INSTRUCTION 1:
Answer these questions using the thread below.
(a) Who wrote the message dated 31/08/2013 12:58?
(b) What kind of integer is x in the problem statement?
(c) In the opening comment, what does minus equal under mod 2?

READING PASSAGE:
——
It may be worth observing that (modulo implementation details) Mike's solution (*the* solution) is essentially the same thing as 1 / (1+x^n) = 1 - x^n + x^2n - x^3n ..., where (mod 2) minus equals plus. -- g
* Gareth McCaughan <gareth.mccaughan@pobox.com> [Sep 01. 2013 08:03]:
On 31/08/2013 12:58, Mike Speciner wrote:
def f(x,n) : return x^(x>>n);
def g(x,n) : while x>>n : x ^= x>>n; n*=2; return x;
[quad:]
Given a 32-bit unsigned integer x, and a positive integer n, let ... a = x ^ (x >> n)
find, if one exists, a function f such that f(a) = x. In other words, invert the operation on x, or show otherwise.
——
INSTRUCTION 2:
Collect every line of the entries that contains the string "position". Case counts when matching.

Excerpt from a dataset
——
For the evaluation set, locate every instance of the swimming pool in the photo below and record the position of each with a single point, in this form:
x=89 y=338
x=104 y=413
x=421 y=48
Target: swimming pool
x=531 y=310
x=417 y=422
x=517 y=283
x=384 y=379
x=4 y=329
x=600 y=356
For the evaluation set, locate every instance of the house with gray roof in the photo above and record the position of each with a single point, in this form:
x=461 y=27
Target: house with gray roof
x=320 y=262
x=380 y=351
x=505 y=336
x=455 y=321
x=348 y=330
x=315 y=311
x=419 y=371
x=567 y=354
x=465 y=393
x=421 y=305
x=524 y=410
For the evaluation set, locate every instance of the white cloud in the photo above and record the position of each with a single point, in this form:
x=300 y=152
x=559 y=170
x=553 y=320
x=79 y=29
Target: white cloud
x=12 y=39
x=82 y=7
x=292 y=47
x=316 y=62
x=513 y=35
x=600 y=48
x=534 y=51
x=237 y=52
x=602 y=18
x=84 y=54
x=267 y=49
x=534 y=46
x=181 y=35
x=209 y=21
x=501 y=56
——
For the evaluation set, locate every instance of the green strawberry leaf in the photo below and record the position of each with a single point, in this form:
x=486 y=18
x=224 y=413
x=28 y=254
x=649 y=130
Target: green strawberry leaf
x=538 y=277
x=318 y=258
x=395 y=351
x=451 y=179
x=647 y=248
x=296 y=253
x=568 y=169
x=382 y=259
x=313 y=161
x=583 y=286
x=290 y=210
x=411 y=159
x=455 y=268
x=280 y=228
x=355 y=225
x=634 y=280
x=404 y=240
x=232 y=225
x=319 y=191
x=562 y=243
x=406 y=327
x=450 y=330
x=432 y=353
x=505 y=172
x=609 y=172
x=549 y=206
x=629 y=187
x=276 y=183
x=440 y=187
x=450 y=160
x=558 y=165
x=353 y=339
——
EXERCISE ANSWER 1:
(a) Mike Speciner
(b) A 32-bit unsigned integer
(c) Plus

EXERCISE ANSWER 2:
For the evaluation set, locate every instance of the swimming pool in the photo below and record the position of each with a single point, in this form:
For the evaluation set, locate every instance of the house with gray roof in the photo above and record the position of each with a single point, in this form:
For the evaluation set, locate every instance of the white cloud in the photo above and record the position of each with a single point, in this form:
For the evaluation set, locate every instance of the green strawberry leaf in the photo below and record the position of each with a single point, in this form:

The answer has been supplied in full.